* [Activity list]
- A) In the text on speculative interference attacks, what is the combination of an interference gadget and a target called?
- B) Write the next part of the text on speculative interference attacks, starting after its last sentence.
[Extract]
Attack landscape summary. Every invisible speculation design we have evaluated is vulnerable to at least one of the attacks described above. Table 1 summarizes which defenses are vulnerable to which attack combinations. The differences in security manifest in whether an attacker can reorder unprotected victim accesses or must rely on its own access as a “reference clock.”

3.3 Existence of Interference Gadgets/Targets (Senders)

We refer to the combination of an interference gadget and a target as a sender, i.e., the sending side of the cache covert channel. It is natural to ask if senders exist in “the wild,” given their specific structure. There are several real-world attack settings [25] in which the attacker has some control over the instruction stream and can craft senders. These settings include (1) the in-domain setting, where a software sandbox executes attacker-controller code, as in the case of in-browser JavaScript code or user-supplied Linux eBPF kernel extensions [40]; and (2) the domain-bypass setting, where the attacker runs its own program, attempting to use its mis-speculated
execution to steal secrets from another hardware protection domain, e.g., Meltdown [34]. Finding whether speculative interference senders exist in victim programs is interesting future work.

Conceptually, however, even the fact that senders might exist creates uncertainty about security on an invisible speculation system. Users and developers cannot know if their program contains a sender without performing program analysis to verify their non-existence. Having to rely on such analysis to guarantee security undermines the efficacy of invisible speculation as a software-transparent hardware defense.

4 ATTACK DEMONSTRATIONS

In this section, we demonstrate concrete proof-of-concept (PoC) speculative interference attacks based on the ideas from § 3 on a commercial machine. Although invisible speculation schemes are not implemented today, we can emulate their behavior by arranging for loads that would be made ‘invisible’ to return data in secret-dependent amounts of time. At the same time, by evaluating on real hardware, we must address many details in real machines that are simplified in simulators (e.g., LLC replacement policies, RS limits).

We evaluate multiple D-Cache PoCs and a variation of the I-Cache PoC described in § 3.1.1 namely, GDNP, GDSHR and GI. All the PoCs were successfully implemented and the attacks successfully leak secret bits to the attacker. We only show the GDNP and GIRS attacks for space and refer to them as the D-Cache PoC (§ 4.2) and I-Cache PoC (§ 4.3) respectively. Of independent interest, our D-Cache PoC requires constructing a novel receiver able to read changes in replacement state for the QLRU_H11_M1_R0_U0 replacement policy (§ 4.2.2). All attacks change cache state, with a receiver (attacker) that monitors execution from another physical core (CrossCore; § 2.1).
[/Extract]
[Information supplied]
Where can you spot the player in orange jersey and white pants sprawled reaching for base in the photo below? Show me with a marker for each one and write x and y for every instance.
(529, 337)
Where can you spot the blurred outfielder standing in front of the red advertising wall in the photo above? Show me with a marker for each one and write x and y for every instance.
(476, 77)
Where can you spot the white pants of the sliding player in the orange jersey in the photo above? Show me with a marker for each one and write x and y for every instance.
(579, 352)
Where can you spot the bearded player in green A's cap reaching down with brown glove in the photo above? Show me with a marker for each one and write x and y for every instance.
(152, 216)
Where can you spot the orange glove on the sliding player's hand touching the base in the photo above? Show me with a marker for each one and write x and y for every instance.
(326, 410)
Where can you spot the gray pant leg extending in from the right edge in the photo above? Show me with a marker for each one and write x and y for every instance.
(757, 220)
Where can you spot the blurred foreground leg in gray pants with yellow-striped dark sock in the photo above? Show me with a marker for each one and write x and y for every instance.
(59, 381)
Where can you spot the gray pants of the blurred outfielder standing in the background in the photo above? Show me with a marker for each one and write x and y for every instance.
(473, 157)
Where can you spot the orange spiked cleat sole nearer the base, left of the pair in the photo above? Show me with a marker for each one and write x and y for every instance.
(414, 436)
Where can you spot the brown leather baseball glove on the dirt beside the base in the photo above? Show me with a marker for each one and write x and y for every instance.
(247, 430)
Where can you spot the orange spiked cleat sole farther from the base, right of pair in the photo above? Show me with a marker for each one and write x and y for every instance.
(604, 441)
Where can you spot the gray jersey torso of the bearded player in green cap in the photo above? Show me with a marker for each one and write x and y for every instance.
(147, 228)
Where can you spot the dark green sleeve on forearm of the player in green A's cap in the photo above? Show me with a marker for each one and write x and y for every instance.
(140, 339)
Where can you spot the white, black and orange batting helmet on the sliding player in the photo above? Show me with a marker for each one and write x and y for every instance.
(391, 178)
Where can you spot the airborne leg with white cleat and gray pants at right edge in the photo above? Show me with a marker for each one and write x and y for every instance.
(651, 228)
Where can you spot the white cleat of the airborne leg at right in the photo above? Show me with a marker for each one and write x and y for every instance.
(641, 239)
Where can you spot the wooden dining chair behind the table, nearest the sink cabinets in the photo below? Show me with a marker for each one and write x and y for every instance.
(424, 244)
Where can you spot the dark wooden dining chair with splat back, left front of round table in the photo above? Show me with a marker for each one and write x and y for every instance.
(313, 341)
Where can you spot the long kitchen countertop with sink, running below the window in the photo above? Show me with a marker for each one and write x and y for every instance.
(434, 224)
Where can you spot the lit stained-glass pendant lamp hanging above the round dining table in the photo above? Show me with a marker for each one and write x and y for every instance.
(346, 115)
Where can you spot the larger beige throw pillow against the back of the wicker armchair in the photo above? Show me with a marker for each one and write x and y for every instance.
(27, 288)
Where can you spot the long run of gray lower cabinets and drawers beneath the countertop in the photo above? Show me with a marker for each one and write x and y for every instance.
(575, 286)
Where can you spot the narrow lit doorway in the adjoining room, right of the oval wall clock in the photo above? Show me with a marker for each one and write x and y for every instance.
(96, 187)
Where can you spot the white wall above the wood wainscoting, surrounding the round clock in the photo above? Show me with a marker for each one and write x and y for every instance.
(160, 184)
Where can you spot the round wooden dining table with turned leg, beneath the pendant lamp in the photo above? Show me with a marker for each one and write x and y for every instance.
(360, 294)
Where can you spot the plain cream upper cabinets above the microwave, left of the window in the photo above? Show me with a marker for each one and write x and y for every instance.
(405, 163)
[/Information supplied]
[Information supplied]
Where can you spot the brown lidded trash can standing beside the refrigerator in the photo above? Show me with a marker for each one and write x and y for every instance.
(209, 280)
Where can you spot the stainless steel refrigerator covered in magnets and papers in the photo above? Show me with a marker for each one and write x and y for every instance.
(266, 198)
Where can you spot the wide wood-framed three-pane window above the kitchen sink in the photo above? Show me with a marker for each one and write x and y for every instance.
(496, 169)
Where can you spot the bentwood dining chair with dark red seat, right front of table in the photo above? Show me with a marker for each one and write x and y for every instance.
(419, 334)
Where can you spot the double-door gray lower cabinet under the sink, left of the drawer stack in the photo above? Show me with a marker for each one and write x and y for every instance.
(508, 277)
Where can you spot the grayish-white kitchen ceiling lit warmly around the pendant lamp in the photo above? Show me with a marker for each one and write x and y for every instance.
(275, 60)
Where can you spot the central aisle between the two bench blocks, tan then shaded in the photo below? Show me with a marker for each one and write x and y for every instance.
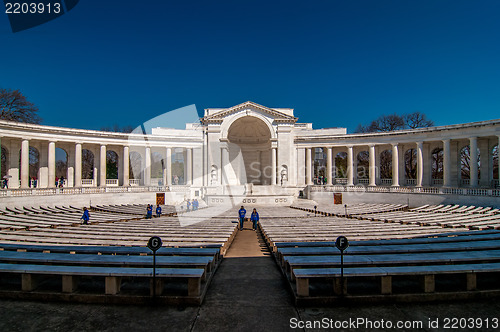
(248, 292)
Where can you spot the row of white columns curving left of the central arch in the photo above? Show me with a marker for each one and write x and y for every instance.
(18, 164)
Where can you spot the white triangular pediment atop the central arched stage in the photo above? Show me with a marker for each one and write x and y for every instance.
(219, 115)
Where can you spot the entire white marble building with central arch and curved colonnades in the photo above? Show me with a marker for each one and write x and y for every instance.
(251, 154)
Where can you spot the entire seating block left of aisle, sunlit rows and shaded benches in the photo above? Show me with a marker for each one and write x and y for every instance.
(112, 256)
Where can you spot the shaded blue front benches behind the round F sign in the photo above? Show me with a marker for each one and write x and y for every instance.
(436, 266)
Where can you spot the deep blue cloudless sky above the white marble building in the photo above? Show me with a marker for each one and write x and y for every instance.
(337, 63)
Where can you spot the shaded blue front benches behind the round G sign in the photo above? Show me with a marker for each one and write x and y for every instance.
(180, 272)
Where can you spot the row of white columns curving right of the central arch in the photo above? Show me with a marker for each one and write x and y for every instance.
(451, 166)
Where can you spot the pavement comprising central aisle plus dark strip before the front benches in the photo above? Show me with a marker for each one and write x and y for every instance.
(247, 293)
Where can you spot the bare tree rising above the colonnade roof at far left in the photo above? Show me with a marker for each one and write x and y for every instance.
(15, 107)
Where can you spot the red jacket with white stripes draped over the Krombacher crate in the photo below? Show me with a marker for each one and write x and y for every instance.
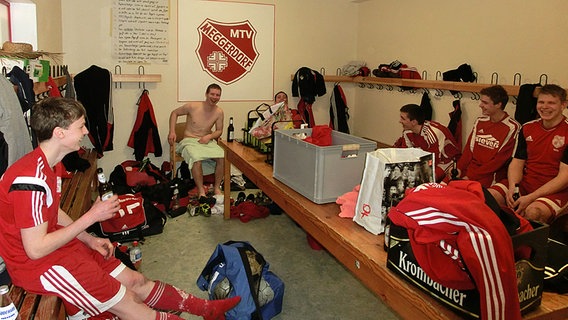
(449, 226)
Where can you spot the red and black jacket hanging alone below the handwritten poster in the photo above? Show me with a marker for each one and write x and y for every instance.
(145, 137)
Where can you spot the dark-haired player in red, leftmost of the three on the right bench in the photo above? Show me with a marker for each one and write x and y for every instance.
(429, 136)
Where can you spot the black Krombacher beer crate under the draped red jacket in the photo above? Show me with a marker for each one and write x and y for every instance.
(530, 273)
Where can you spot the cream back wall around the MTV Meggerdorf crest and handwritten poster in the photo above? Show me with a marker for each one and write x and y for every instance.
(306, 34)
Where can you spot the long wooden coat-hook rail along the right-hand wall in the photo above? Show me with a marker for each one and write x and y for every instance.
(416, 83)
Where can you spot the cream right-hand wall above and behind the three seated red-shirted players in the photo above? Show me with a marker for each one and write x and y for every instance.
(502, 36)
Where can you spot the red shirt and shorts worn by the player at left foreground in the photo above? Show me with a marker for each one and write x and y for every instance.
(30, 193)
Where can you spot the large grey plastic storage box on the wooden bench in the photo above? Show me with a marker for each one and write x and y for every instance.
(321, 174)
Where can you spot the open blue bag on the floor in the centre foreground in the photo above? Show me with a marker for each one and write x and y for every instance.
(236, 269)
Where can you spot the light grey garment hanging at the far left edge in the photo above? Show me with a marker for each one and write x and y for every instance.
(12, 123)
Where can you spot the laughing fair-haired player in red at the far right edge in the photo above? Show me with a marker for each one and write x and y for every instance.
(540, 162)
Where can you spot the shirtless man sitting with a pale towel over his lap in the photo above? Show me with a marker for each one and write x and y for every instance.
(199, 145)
[/Information supplied]
[Information supplied]
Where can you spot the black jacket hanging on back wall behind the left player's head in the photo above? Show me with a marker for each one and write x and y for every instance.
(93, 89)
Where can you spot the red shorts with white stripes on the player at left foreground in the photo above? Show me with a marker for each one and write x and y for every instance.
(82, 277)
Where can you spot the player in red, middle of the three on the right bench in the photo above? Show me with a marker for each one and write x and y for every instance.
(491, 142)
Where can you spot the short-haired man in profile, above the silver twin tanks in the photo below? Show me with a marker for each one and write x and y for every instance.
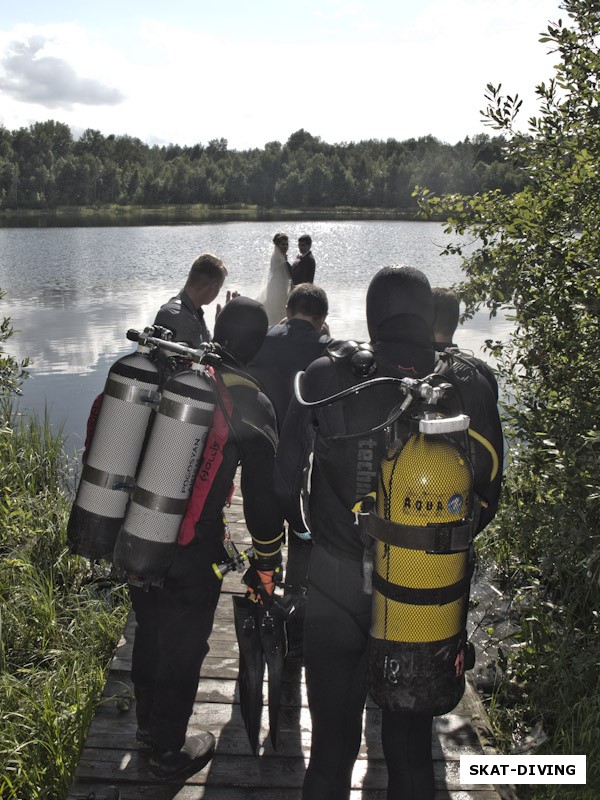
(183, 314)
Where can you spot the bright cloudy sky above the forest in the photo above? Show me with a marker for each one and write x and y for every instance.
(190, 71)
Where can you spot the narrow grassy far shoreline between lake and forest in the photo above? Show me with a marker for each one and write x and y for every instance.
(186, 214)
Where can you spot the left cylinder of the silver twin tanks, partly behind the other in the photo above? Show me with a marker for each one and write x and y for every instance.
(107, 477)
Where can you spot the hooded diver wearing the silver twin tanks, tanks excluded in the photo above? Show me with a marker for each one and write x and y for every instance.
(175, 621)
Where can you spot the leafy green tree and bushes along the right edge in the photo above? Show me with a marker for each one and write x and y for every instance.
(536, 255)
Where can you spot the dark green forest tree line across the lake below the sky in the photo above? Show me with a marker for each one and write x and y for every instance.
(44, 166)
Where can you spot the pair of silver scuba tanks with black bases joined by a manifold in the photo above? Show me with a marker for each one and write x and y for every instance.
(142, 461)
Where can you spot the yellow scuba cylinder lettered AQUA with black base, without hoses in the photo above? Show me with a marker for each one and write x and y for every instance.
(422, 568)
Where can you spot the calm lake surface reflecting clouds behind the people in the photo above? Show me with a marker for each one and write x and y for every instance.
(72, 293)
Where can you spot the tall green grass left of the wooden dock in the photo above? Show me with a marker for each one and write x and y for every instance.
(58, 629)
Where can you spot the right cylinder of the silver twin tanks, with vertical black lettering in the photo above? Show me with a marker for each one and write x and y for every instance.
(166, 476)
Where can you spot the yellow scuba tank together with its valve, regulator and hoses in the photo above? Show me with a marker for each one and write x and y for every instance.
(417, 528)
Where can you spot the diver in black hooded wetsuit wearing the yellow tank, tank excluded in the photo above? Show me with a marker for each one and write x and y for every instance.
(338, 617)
[/Information supplied]
* [Expected responses]
- A) A sender, meaning the sending side of the cache covert channel.

- B)
4.1 Methodology

Processor details. We evaluate on an Intel Core i7-7700 Kaby Lake CPU with 4 physical cores running at a base frequency of 3.6GHz, with hyper-threading enabled. Each core has a unified reservation station, that is shared across execution units, stores up to 97 micro-ops, and has 8 execution unit ports (numbered 0 through 7). Each core has two levels of private cache (a 32KB L1-instruction and 32KB L1-data cache, 256KB of combined L2) and 8MB of Shared L3 (LLC) cache [1, 2].

Tools borrowed from prior work. We trigger branch mispredictions by training the target branch in a given direction (similar to [31]). Likewise, we delay branch resolution by having the branch predicate be the result of a pointer chase. The attacks also use a Flush-Reload-style [58] receiver.

Finally, the D-Cache PoC uses standard techniques to construct eviction sets in the LLC [35], which are sets of cache lines that map to the same LLC set in the same LLC slice. By accessing lines in an eviction set, the attacker can efficiently evict other lines whose set and slice is known.

4.2 D-Cache PoC

Recall from § 3.1.1, the key principle in the GDNP attack is for the attacker to observe the reordering of two bound-to-retire loads. Our PoC measures this ordering by mapping the two loads to the same LLC set and measuring changes in replacement state.

To deploy the attack there are two ingredients that need to be developed. First (§ 4.2.1), an implementation of the GDNP sender, i.e., to reorder older bound-to-retire loads. Second (§ 4.2.2), a novel receiver capable of measuring differences in LLC replacement state. We consider both of these to be of independent interest, i.e., to reorder older non-load instructions to perform different speculative interference attack variants or to be used in entirely different attack settings (in the case of the replacement state-based receiver).

4.2.1 Sender (Load Reordering). We use the same notation to denote the victim load A and reference load B as in § 3.2. To reorder the loads to two addresses A and B, we follow the structure from Figure 6. Namely, there are two sequences of instructions, f(z) and g(z), that generate addresses A and B respectively. An interference gadget only affects f(z). In presence of the gadget, load A is delayed to issue after load B whereas regularly it would issue before load B.

First, we consider the address generation for load A and the interference gadget in isolation. We implement f(z) and f′(x) (Figure 6) as repeated sequences of same instructions, called the target instruction and gadget instruction, respectively.

We pick suitable instructions (i.e., that maximize the interference of the gadget on the target) as follows. We identify high latency, low-throughput instructions that use the same execution port. Low-throughput allows for an issued instruction in the interference gadget to block the execution port of ready-to-schedule instructions in the interference target; high latency maximizes the time it blocks instructions in the interference target. Finally, the gadget instruction should be composed of only a few micro-ops. This allows more instructions in the interference gadget to occupy RS simultaneously, which increases the likelihood of them getting issued concurrent to the target instructions.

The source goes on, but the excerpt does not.